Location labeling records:

◇ ◇ ◇ ◇ ◇

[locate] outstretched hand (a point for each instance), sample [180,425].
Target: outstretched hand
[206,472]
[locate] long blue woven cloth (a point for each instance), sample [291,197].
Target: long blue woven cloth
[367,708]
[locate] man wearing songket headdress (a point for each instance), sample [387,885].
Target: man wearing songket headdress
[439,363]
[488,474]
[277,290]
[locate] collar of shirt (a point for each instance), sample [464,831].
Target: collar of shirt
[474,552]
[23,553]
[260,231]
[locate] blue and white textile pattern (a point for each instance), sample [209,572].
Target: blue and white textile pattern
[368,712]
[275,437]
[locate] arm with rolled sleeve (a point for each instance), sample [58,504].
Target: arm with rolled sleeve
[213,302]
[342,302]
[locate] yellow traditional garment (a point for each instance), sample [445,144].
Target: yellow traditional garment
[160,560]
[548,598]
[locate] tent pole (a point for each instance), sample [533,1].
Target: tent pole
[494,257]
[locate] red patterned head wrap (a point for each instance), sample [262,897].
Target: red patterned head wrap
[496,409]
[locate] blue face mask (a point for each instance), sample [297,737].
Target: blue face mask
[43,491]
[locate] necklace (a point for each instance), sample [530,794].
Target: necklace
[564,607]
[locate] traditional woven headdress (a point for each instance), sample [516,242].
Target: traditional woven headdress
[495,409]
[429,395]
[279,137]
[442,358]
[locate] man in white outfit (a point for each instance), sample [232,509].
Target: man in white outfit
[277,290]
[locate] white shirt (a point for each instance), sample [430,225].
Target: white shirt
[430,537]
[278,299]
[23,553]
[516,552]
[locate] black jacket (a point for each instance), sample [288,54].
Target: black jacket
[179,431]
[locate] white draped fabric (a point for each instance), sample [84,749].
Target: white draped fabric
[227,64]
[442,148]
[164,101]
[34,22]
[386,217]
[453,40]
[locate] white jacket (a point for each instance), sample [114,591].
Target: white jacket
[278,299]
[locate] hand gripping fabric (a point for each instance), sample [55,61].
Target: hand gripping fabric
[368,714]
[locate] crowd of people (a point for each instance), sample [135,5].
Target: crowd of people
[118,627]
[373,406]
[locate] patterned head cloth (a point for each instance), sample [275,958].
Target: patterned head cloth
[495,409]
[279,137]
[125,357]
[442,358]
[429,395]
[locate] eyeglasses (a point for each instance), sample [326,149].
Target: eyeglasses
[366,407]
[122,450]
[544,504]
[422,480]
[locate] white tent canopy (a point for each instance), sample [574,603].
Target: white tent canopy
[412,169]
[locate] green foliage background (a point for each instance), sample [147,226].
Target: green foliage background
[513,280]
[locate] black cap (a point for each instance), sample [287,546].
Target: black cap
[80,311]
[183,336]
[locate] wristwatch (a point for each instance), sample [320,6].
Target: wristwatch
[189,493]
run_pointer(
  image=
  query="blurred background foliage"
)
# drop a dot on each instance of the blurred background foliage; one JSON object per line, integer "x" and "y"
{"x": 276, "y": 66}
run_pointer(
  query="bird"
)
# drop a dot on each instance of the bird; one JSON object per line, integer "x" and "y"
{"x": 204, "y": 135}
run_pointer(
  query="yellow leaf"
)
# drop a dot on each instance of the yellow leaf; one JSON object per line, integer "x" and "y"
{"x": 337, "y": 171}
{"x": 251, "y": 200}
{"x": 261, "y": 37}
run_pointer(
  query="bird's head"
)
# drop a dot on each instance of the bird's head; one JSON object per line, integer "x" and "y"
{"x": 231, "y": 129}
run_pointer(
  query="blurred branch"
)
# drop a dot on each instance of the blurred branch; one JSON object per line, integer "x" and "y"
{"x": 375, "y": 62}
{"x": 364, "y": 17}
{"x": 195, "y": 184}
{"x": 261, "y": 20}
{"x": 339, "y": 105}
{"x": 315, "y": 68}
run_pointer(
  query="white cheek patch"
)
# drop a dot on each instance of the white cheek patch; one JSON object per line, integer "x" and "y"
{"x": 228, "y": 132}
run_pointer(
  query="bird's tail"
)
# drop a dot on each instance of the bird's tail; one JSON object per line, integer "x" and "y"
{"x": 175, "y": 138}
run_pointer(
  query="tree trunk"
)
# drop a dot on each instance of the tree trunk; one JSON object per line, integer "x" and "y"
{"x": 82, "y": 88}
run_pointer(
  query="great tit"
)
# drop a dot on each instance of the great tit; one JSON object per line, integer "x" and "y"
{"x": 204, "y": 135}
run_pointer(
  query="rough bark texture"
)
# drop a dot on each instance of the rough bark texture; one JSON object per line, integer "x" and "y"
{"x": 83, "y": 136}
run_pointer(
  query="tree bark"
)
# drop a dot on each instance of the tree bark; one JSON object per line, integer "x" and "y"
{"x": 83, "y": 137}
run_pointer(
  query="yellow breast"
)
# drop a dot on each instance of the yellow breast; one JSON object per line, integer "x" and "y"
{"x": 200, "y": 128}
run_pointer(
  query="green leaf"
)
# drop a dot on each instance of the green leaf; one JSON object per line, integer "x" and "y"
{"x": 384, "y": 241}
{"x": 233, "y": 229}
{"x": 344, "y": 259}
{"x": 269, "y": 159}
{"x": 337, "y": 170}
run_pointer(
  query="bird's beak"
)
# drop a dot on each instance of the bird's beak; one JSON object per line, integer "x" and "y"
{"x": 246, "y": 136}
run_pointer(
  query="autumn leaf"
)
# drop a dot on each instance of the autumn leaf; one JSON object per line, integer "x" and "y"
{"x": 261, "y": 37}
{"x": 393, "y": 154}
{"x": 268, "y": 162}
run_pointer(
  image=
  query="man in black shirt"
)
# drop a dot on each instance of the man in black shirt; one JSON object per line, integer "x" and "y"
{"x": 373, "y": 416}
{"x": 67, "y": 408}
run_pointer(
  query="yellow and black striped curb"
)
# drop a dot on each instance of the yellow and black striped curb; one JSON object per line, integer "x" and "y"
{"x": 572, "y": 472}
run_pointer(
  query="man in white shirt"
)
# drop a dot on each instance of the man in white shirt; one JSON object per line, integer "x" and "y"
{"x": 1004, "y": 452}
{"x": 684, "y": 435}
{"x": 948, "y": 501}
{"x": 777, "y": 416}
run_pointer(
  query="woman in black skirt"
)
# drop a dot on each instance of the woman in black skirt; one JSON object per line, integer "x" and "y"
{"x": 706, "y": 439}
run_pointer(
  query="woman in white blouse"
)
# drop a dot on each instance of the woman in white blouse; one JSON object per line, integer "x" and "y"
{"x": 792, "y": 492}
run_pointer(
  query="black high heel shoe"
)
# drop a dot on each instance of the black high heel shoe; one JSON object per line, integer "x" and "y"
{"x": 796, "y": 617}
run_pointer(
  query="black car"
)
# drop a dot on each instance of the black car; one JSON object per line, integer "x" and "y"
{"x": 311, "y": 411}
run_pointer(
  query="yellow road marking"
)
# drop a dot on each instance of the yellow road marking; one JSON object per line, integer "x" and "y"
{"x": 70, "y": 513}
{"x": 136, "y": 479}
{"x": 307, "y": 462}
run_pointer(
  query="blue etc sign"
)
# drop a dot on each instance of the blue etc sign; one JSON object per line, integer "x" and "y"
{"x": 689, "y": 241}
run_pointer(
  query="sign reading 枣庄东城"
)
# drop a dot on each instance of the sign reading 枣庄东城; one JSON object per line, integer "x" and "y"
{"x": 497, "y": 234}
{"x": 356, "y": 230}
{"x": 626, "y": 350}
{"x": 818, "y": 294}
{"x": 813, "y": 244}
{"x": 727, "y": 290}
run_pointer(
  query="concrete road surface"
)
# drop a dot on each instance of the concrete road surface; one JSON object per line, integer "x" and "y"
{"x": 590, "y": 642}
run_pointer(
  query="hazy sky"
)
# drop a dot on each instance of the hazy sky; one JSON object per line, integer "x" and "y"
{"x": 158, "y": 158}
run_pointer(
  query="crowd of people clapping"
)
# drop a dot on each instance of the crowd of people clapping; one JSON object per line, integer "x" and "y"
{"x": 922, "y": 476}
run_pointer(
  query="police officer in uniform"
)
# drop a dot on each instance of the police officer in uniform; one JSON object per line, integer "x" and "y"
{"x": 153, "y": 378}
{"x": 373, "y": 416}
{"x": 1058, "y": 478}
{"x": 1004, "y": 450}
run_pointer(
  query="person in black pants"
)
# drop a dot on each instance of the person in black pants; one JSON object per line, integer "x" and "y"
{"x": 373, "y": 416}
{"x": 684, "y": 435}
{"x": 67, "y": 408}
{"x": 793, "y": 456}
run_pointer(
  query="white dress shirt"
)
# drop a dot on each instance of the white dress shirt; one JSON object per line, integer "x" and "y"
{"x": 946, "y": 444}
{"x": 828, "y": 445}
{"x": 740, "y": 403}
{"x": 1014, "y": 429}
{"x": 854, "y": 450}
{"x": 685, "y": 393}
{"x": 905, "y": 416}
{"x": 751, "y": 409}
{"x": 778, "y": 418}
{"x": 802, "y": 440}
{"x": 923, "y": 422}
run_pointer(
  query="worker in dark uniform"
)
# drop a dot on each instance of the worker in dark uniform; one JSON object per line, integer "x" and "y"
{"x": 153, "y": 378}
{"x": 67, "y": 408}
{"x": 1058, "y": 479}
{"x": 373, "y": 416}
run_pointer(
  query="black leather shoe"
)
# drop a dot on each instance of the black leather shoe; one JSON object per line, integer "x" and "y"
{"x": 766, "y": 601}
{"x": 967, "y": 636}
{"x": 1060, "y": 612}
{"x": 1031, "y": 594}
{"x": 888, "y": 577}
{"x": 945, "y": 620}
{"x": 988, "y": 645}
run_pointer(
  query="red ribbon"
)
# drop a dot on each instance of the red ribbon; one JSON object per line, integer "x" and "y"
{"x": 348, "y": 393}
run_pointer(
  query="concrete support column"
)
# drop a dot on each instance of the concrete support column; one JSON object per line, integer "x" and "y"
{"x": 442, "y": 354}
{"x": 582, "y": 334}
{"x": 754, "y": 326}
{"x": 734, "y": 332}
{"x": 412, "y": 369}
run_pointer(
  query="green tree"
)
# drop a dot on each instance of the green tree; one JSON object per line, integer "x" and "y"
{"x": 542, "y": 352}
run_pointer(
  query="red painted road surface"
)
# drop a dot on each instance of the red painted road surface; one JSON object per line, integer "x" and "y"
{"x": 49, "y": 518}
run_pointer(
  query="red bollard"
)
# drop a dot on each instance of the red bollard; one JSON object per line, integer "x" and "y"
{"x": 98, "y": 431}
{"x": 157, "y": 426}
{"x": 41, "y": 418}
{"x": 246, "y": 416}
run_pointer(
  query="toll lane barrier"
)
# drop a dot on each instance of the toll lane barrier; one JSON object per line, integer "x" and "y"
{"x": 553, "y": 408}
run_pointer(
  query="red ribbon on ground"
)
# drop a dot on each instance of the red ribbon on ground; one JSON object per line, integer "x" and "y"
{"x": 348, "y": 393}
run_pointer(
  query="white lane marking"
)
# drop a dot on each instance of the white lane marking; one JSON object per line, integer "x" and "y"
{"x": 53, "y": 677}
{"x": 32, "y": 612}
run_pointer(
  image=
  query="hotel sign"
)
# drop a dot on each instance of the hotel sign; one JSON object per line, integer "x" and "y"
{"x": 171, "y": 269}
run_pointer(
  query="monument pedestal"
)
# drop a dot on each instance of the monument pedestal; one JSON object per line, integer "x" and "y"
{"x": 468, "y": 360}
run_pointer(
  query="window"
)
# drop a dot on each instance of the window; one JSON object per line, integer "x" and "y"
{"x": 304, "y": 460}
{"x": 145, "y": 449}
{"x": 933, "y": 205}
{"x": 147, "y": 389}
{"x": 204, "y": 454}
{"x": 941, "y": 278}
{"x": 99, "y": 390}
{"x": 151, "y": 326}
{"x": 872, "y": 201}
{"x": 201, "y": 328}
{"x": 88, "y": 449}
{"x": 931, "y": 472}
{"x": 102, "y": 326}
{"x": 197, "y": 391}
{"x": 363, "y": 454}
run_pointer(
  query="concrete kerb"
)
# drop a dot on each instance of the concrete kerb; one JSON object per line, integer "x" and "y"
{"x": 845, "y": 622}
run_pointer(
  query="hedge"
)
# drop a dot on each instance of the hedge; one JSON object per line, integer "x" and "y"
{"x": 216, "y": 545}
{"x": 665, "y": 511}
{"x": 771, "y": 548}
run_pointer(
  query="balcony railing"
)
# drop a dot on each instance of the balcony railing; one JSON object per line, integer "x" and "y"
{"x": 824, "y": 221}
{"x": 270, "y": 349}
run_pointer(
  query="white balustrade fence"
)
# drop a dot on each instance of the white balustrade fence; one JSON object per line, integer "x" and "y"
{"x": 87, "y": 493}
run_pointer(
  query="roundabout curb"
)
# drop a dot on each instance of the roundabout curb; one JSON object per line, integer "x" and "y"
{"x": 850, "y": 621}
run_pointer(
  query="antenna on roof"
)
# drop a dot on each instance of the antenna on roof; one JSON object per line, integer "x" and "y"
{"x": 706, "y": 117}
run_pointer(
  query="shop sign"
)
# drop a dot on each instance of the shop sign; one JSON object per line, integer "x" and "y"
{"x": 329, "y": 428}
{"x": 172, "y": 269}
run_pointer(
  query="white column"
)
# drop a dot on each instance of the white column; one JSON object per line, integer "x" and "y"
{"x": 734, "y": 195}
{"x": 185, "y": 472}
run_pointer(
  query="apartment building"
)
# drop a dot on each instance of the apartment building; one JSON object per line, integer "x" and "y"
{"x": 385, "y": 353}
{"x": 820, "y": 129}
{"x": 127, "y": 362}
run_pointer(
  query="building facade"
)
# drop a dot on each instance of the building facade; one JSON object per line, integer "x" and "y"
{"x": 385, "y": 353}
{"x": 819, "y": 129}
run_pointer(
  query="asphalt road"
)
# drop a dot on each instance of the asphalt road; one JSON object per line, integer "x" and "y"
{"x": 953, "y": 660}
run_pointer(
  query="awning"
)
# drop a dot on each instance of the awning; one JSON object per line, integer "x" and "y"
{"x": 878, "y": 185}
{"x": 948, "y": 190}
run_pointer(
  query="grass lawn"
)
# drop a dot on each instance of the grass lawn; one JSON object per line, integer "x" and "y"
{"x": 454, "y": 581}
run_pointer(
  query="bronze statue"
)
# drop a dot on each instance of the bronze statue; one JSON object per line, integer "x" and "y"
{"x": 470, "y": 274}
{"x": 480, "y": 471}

◇ ◇ ◇ ◇ ◇

Count the lines of the material that contain the string "leather", and reply with the number alone.

▶ [Solution for this task]
2